= David Stoll (anthropologist) =

American cultural anthropologist

David Matthew Stoll (born 1952) is an American public commentator and cultural anthropologist. His research has focused on the indigenous peoples of modern Latin America, and especially on the Mayas in Guatemala. He has been a professor of anthropology at Middlebury College since 1997.

== Education and early work ==
Stoll studied anthropology at the University of Michigan. He became interested in Protestant evangelism in Latin America and, as an independent researcher, investigated the role of the Summer Institute of Linguistics, focusing on its ties with Evangelical missionary work among the indigenous populations (see Wycliffe Bible Translators), as well as with its possible covert ties with the anti-communist foreign policy of the United States government. That work appeared in 1983 as Fishers of Men or Founders of Empire?, published by Zed Books.

Stoll began post-graduate work at Stanford University in 1985. He investigated the role of and impact upon the native Maya Ixil communities of Santa Maria Nebaj of the Guatemalan Civil War, at the peak of its violence in the early 1980s. Stoll received a doctorate in anthropology from Stanford in 1992. His doctoral advisor was William H. Durham.

*SOURCE MATERIAL:*

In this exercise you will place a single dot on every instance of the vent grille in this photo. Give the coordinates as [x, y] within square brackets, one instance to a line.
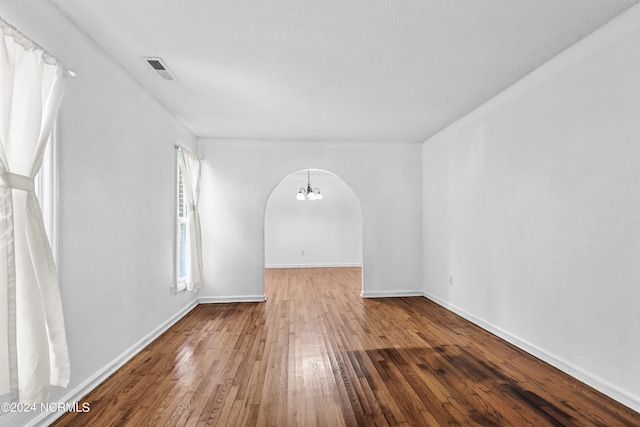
[160, 68]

*COMPLETE THE FOLLOWING:*
1. In the David Stoll biography, reproduce the stretch from "David Matthew Stoll" through "College since 1997." verbatim.
2. According to the David Stoll biography, who was Stoll's doctoral advisor at Stanford?
3. Carry the biography of David Stoll forward from its final sentence.

*ANSWERS IN ORDER:*
1.
David Matthew Stoll (born 1952) is an American public commentator and cultural anthropologist. His research has focused on the indigenous peoples of modern Latin America, and especially on the Mayas in Guatemala. He has been a professor of anthropology at Middlebury College since 1997.

2. William H. Durham.

3.
== Work on Guatemala ==
Stoll's work among the native Mayas in the Guatemalan highlands led to two books: Between Two Armies in the Ixil Towns of Guatemala (1994) and Rigoberta Menchú and the Story of All Poor Guatemalans (1999). There Stoll argued that, contrary to the view then prevalent among foreign observers, the native population of rural Guatemala was never deeply or broadly committed to the leftist guerrillas' armed struggle against the Guatemalan state. According to Stoll, with the brutal counterinsurgency launched in the early 1980s by the Guatemalan Army, the Ixils found themselves "caught between two fires", with the guerrillas on one side and the army on the other. Stoll joined the faculty at Middlebury College's Department of Anthropology in 1997.

=== Rigoberta Menchú controversy ===

In Rigoberta Menchú and the Story of All Poor Guatemalans, David Stoll claimed that the life story of Guatemalan Nobel Peace Prize laureate Rigoberta Menchú, as she had told it to anthropologist Elizabeth Burgos in 1982 and as it was recounted in the book I, Rigoberta Menchú (published by Burgos in 1983), was not entirely consistent with the testimonies of her neighbors and relatives or with the documentary evidence. According to Stoll, although the basic elements of Menchú's testimony were true, significant aspects of it were distorted to make it more compatible with the Marxist ideology of the Guerrilla Army of the Poor (EGP), with which Menchú was affiliated at the time. Stoll also criticized anthropologists and historians for ignoring other indigenous testimonies that did not fit as well with their own political agendas.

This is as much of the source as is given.